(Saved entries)
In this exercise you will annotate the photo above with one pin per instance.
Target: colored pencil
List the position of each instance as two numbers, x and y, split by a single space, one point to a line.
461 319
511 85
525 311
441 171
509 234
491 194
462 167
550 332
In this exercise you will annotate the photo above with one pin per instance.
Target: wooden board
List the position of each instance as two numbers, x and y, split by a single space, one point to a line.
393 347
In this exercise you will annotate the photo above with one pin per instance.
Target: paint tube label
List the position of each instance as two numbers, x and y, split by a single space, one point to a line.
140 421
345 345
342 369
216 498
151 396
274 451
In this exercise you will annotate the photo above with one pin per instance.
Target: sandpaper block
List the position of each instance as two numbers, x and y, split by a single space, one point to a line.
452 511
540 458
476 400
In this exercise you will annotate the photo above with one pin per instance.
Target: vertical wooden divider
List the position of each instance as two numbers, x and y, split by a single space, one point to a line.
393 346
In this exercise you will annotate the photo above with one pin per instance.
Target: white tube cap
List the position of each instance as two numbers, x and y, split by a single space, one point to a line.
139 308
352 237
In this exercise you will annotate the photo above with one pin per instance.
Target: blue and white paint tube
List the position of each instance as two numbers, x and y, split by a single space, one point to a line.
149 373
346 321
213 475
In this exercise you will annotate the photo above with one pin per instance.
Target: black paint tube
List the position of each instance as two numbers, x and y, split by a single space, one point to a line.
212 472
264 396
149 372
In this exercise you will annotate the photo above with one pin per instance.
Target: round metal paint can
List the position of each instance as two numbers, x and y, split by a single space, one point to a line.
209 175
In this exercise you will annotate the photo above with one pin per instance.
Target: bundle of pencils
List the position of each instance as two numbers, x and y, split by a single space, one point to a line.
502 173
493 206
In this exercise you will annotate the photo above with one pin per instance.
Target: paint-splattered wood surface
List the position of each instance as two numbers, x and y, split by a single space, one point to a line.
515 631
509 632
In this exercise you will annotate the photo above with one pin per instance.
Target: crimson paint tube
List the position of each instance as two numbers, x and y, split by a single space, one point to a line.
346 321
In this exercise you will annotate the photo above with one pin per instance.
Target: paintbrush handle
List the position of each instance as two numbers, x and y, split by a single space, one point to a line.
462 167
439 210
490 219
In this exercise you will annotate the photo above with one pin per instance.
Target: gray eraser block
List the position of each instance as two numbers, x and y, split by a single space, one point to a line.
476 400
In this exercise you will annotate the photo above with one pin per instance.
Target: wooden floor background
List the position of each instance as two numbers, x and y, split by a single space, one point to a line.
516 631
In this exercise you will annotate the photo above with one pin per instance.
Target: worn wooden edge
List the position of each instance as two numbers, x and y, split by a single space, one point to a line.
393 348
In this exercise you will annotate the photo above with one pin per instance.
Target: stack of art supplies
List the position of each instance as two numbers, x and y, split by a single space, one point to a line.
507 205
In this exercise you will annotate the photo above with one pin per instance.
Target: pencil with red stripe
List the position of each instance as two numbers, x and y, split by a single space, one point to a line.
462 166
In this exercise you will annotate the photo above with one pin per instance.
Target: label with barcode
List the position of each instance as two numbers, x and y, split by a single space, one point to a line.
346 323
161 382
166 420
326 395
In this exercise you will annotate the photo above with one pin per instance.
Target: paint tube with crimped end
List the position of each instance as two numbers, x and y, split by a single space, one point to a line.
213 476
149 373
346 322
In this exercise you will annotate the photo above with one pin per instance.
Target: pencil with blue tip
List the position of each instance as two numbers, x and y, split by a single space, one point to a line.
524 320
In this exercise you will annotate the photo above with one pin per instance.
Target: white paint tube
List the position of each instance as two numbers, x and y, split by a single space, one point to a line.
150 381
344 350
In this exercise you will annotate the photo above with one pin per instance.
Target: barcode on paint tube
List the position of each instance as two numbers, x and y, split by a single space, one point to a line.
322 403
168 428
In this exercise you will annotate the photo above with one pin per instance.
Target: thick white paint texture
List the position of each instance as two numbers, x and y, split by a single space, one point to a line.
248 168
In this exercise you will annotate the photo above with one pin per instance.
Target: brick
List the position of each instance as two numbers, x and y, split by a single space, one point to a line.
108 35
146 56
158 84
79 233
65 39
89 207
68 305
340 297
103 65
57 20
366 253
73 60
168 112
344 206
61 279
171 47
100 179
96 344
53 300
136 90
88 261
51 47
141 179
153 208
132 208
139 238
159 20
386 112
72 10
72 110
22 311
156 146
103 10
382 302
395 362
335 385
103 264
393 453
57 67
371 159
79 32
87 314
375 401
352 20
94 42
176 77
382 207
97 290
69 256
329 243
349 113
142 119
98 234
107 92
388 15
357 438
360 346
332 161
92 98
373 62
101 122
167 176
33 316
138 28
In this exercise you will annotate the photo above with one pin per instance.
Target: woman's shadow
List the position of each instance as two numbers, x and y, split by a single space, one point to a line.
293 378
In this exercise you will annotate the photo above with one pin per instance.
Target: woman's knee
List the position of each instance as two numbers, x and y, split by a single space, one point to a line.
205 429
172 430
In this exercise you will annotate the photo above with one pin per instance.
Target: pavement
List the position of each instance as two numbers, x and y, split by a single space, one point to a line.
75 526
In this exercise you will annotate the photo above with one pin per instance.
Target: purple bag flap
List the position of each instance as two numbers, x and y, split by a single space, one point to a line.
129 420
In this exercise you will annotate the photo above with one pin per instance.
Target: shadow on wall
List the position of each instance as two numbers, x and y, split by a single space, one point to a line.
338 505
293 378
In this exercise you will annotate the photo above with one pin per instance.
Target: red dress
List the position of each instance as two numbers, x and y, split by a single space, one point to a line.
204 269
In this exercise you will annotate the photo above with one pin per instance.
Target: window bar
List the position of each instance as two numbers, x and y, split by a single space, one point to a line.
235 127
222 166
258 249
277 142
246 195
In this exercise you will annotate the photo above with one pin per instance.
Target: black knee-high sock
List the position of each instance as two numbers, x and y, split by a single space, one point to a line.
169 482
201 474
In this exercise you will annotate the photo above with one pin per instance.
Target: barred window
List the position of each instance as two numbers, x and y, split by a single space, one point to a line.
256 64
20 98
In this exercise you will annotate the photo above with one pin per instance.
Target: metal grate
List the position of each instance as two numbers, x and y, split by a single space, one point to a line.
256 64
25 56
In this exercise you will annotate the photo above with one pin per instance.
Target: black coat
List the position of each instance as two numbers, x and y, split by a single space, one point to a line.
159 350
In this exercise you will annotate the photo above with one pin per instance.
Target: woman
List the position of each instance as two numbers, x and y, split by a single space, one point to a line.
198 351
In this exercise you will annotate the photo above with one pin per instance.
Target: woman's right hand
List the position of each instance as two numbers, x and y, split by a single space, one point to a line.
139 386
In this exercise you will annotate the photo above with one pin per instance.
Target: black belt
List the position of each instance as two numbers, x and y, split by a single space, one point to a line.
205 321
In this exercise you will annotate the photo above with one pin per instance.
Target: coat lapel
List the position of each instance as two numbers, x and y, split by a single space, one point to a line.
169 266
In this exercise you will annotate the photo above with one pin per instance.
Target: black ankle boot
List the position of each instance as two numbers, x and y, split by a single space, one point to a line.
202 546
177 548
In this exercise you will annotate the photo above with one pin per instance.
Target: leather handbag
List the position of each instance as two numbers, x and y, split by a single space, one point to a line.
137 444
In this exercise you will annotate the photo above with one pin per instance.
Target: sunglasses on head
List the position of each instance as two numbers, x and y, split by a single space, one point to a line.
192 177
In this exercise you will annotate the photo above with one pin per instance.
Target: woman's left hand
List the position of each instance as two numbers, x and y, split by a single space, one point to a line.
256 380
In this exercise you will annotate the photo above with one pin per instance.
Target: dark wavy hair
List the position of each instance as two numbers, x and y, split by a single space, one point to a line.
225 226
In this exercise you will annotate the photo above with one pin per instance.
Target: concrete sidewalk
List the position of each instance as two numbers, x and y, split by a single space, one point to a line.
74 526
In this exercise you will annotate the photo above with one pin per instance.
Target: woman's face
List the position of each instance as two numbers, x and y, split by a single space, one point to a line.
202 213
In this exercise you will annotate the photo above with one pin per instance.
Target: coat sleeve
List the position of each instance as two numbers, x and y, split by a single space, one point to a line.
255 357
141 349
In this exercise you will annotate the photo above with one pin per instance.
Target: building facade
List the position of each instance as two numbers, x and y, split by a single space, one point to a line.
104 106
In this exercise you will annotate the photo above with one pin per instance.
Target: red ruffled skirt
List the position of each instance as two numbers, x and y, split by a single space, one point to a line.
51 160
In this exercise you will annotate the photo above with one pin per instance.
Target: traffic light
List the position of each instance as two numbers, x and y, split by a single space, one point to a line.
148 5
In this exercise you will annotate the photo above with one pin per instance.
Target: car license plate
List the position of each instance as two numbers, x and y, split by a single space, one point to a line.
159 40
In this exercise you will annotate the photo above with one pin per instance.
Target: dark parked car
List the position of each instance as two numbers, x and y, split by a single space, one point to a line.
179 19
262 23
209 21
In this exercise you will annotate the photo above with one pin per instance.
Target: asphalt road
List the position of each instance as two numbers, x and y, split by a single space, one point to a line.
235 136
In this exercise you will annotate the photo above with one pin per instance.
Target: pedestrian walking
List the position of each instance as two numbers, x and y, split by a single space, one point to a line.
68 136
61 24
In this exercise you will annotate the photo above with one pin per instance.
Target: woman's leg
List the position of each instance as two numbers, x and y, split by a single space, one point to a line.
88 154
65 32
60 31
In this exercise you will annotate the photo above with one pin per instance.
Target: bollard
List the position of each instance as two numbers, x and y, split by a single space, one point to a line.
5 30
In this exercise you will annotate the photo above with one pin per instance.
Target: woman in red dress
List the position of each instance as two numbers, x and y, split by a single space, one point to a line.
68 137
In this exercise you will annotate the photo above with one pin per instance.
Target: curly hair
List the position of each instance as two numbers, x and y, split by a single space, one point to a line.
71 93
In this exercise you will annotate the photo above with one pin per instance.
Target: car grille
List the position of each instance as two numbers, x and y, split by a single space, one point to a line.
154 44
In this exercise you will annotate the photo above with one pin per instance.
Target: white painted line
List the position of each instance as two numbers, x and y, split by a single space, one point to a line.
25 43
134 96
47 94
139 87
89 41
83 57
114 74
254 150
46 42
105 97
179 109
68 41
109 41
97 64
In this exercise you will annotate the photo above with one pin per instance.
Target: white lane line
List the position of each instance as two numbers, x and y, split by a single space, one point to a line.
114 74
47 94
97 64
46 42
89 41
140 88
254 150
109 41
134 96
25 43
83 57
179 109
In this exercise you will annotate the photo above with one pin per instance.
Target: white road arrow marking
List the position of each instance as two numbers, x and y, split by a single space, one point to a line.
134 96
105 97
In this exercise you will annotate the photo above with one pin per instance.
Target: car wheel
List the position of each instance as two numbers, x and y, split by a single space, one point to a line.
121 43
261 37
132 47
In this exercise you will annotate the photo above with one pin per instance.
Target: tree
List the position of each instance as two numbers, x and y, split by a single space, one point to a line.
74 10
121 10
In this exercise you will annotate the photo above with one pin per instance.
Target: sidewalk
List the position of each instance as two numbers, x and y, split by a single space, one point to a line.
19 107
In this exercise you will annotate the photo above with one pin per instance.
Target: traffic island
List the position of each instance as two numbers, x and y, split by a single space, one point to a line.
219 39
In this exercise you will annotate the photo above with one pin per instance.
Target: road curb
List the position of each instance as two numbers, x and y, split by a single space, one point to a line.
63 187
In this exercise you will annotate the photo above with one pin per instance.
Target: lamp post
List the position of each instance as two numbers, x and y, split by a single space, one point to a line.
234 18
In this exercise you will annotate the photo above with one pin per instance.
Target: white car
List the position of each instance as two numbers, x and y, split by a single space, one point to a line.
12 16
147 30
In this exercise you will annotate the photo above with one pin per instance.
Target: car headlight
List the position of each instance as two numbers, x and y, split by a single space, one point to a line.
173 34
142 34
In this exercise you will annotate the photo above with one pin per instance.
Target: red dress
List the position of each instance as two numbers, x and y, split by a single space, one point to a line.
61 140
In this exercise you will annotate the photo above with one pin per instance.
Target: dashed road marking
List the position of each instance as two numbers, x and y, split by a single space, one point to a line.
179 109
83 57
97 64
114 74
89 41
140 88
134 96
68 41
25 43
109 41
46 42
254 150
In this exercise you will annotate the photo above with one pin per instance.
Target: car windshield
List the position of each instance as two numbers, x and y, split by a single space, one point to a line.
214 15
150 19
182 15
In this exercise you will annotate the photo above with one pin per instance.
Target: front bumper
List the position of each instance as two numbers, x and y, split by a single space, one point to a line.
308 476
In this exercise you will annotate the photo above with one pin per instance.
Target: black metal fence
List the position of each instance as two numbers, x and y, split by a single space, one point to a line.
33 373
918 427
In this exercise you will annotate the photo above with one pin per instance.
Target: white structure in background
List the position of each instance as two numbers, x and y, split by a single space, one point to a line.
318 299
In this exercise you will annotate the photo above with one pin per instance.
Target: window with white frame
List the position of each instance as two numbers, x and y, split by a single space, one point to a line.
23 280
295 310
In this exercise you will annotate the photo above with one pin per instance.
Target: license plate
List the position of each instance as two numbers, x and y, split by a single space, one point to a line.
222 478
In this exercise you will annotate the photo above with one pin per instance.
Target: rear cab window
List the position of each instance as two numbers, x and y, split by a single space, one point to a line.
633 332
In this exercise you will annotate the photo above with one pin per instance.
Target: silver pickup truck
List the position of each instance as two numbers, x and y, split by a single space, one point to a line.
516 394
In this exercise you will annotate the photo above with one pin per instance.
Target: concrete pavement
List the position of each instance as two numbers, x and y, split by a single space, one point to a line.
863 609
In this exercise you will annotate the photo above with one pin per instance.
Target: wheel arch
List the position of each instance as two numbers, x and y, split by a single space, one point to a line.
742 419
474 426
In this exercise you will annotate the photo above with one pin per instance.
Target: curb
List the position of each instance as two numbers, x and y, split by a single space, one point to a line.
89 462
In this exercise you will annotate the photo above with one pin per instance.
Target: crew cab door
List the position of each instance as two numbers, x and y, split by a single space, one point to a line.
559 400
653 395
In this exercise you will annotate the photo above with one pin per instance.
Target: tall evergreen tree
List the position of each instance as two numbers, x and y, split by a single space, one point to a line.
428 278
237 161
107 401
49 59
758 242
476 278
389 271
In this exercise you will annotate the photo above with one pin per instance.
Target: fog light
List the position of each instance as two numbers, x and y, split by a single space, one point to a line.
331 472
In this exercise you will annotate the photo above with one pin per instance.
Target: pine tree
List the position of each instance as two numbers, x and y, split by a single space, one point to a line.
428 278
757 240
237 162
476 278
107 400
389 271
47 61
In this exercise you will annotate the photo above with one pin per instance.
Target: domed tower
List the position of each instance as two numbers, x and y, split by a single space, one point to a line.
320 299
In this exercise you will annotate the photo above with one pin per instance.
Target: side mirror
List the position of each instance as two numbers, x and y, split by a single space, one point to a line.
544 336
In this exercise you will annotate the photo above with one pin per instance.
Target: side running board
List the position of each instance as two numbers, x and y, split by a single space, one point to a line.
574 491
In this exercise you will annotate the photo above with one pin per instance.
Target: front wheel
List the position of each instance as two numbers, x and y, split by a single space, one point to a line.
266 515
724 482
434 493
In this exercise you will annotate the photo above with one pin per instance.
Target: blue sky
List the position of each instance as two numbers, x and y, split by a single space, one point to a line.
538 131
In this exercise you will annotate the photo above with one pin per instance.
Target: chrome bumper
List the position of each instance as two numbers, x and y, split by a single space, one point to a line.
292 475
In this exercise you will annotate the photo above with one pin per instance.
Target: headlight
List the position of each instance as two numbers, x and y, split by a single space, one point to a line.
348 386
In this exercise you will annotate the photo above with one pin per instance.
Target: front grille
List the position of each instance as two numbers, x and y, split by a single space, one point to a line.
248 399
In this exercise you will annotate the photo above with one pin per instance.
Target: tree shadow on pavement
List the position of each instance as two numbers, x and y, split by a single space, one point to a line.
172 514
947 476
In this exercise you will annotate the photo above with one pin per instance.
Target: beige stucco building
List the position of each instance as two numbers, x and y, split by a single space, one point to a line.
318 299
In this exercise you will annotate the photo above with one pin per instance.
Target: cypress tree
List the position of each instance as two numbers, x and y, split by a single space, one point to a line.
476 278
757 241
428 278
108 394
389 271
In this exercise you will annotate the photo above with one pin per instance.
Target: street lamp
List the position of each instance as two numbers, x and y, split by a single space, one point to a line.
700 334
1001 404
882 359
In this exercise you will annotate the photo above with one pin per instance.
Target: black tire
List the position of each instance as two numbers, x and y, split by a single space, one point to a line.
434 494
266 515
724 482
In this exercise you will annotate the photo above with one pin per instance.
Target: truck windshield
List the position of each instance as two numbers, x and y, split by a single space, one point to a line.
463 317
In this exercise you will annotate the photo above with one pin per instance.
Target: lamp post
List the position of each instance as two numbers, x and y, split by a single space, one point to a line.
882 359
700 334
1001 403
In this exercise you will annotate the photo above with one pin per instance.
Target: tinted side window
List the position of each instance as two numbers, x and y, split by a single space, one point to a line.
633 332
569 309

§ **WHAT THE TASK ASKS**
Working through the data above, find every line holding "shadow" and copy it.

§ **FINAL ANSWER**
Target: woman's shadow
Target: shadow on wall
Target: tree shadow on pavement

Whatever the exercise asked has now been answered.